BEGIN
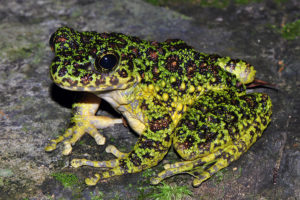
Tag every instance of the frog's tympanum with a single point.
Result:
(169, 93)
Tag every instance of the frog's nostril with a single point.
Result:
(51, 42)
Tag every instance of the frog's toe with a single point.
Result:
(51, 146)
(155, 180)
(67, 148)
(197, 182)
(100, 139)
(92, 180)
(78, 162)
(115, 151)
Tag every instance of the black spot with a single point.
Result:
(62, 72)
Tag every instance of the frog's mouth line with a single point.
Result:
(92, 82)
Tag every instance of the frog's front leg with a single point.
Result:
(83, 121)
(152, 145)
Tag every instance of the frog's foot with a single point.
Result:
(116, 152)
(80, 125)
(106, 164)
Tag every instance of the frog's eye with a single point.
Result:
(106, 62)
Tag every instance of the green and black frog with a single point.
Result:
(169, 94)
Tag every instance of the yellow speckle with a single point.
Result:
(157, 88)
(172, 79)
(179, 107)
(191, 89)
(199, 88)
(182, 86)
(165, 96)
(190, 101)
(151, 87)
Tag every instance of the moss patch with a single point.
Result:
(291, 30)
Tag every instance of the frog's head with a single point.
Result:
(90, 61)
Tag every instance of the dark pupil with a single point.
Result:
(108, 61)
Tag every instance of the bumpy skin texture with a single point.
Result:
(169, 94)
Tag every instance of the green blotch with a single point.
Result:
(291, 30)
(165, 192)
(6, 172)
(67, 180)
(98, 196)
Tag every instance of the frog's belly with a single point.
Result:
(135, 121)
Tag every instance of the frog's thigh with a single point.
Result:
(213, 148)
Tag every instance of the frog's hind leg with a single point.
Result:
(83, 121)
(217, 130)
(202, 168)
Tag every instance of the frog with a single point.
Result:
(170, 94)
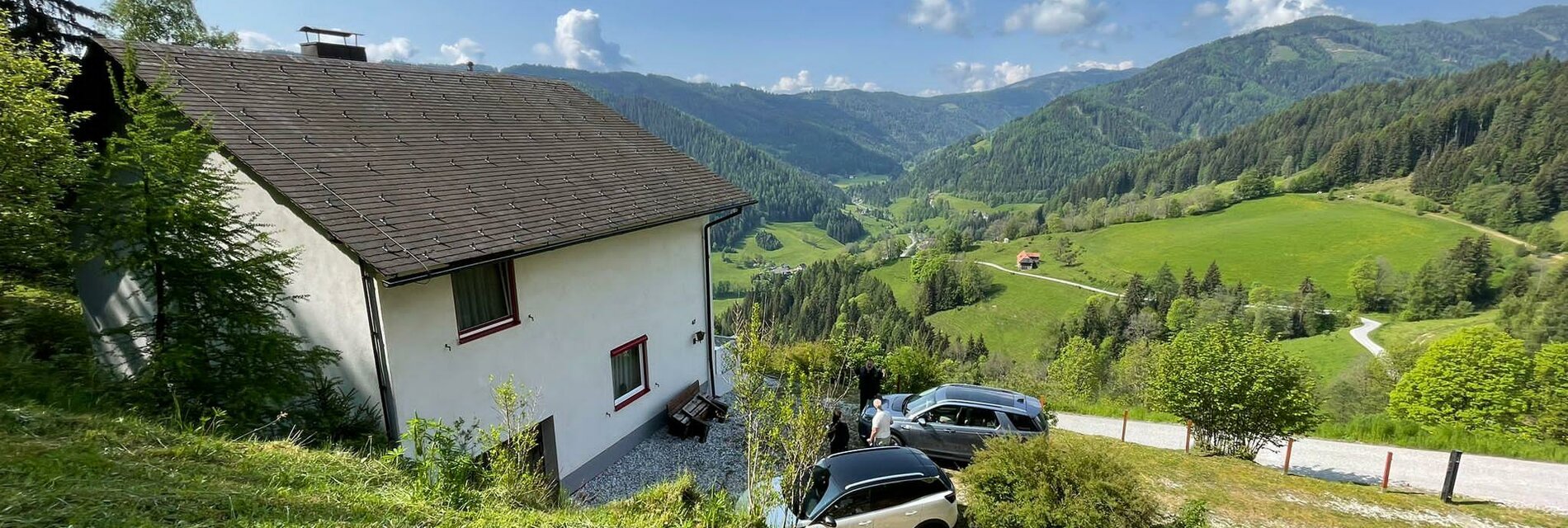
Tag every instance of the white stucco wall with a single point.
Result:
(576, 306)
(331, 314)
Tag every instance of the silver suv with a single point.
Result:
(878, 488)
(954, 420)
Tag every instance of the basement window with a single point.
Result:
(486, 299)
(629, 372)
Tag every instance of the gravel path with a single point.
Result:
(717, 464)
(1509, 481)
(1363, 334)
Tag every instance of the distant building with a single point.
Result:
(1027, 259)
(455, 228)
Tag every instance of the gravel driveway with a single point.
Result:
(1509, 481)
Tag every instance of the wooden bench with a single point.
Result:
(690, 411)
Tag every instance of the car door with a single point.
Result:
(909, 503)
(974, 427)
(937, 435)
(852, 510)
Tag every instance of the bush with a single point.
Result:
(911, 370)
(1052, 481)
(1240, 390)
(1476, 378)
END
DIRECTIONS FOR THIS TASK
Copy out every line of the material above that contains the string "green".

REPLY
Tag every instance of the green and black frog with a single point.
Tag every instance of the green blotch with a single point.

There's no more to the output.